* **AIM OF THE EXERCISE**
Which lines in the entries below contain the string "blue"? Extract every one of them.

— begin RECORDS FOR THE TASK —

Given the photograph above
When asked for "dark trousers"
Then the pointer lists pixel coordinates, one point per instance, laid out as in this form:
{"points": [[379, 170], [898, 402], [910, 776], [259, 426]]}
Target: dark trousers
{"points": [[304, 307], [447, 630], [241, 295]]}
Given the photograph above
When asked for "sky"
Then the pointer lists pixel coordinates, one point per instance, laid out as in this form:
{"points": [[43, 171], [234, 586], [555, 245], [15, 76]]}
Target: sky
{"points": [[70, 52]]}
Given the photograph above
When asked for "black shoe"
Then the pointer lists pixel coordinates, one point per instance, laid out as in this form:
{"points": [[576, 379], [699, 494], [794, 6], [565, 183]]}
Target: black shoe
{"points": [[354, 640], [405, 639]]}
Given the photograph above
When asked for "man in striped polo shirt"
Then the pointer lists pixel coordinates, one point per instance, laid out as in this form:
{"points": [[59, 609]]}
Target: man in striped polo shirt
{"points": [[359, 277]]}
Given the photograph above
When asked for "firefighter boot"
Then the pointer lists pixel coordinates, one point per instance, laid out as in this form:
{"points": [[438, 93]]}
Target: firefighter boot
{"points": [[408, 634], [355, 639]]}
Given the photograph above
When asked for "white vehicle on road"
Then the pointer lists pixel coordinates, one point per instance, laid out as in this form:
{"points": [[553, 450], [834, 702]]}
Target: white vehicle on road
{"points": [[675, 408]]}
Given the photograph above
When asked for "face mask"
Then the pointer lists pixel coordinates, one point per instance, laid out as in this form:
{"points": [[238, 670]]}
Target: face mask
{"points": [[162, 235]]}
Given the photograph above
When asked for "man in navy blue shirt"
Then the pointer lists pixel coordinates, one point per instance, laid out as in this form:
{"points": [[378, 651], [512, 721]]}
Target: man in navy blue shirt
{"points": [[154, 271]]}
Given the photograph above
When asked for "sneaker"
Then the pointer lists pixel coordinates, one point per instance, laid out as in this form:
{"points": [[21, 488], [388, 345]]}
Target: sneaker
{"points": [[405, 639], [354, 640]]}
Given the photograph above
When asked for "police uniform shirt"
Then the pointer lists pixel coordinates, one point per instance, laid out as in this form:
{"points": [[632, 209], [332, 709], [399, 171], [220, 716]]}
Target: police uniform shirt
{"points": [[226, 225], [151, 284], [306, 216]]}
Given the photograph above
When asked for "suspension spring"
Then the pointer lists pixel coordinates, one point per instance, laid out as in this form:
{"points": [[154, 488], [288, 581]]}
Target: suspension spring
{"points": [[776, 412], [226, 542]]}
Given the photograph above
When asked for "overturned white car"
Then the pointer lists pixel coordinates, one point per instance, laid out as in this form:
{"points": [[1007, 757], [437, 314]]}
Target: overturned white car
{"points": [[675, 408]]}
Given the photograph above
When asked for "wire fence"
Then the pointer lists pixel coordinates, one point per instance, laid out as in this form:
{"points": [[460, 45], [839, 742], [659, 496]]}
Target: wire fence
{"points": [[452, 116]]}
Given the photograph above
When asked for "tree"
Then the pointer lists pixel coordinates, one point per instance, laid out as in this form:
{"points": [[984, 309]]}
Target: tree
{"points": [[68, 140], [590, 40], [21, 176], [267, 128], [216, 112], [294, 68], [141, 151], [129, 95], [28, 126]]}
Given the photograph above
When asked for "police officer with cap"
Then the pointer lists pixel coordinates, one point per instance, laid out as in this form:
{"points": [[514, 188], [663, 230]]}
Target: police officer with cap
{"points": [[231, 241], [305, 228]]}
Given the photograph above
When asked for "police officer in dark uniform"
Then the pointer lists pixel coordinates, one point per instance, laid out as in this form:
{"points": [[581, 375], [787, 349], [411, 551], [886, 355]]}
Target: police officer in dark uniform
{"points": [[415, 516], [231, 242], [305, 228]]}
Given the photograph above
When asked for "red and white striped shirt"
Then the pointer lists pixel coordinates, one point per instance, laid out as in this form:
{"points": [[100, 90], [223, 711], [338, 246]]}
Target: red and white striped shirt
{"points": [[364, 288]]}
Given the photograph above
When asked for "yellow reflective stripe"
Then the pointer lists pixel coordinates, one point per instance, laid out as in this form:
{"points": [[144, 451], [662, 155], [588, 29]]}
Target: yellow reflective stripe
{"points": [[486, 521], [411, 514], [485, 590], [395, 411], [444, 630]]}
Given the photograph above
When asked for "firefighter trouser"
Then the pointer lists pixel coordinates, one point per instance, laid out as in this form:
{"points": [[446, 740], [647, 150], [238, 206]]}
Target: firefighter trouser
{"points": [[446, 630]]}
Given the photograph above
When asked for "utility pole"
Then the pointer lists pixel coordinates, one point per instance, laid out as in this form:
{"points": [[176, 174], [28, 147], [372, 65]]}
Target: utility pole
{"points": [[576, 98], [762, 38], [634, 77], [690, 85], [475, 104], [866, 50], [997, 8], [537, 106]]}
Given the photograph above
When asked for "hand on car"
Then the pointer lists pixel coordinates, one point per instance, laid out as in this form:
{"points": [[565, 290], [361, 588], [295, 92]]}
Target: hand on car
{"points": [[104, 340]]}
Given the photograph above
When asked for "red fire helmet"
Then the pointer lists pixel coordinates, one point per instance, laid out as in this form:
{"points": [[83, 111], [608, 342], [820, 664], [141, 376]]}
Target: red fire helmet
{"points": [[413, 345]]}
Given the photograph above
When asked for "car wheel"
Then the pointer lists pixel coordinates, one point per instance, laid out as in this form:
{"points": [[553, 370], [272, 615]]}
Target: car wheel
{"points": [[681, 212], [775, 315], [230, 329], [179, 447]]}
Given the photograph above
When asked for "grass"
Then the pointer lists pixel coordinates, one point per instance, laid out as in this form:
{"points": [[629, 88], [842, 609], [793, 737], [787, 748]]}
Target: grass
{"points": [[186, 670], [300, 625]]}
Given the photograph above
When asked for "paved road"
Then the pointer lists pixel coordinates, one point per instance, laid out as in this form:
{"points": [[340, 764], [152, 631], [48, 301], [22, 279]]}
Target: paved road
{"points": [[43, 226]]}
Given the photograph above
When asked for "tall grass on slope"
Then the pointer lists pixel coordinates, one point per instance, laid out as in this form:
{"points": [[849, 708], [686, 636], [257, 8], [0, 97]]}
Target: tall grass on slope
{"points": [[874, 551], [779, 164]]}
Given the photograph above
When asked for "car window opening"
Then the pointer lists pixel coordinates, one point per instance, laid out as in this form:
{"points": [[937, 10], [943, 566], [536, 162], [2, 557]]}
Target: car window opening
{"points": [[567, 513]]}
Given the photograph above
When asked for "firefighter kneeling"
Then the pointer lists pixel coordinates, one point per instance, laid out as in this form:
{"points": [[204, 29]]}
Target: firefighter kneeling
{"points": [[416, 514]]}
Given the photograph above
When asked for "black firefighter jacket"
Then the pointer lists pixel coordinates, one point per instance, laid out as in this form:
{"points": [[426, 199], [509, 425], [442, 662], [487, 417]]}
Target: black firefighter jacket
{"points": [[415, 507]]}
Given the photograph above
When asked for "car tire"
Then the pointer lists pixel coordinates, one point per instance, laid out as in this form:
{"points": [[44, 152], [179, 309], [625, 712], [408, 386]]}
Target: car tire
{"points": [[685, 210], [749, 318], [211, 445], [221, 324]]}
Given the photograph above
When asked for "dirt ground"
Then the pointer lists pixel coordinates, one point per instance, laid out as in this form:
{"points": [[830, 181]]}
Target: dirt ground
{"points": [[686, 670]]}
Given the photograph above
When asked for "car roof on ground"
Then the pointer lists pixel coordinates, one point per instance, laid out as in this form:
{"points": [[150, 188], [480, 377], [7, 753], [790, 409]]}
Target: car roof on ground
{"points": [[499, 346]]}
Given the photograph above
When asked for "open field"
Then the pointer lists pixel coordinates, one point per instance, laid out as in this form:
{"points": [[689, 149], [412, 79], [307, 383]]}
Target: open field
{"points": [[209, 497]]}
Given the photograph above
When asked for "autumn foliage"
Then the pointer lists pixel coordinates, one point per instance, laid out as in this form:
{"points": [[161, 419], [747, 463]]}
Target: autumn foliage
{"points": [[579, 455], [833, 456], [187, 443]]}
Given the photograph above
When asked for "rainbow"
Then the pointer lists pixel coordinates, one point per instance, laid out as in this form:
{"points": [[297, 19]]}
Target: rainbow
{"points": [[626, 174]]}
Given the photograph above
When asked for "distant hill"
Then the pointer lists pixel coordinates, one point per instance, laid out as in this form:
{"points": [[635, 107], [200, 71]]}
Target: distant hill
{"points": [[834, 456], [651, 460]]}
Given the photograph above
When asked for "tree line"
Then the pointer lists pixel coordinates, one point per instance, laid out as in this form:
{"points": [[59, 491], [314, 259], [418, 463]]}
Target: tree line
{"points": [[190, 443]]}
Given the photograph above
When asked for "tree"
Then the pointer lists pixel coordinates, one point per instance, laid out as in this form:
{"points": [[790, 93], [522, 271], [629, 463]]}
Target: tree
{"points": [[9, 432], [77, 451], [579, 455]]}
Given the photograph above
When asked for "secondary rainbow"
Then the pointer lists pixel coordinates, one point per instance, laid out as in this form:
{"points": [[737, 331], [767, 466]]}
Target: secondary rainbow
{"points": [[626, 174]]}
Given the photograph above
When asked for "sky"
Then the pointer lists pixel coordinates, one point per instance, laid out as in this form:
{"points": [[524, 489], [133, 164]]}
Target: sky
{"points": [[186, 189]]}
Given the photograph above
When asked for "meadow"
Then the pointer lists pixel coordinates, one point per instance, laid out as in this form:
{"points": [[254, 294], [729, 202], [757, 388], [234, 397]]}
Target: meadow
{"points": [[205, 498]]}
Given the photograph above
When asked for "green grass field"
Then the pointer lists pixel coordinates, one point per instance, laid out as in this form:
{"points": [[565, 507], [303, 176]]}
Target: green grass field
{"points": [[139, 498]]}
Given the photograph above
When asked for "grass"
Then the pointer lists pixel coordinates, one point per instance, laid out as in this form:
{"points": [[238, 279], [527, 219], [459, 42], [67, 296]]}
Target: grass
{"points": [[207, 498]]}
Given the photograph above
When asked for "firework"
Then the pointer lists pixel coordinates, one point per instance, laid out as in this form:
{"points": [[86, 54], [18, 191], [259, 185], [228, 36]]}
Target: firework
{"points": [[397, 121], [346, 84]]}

— end RECORDS FOR THE TASK —

* **SOLUTION**
When asked for "man in navy blue shirt"
Target: man in navy blue shirt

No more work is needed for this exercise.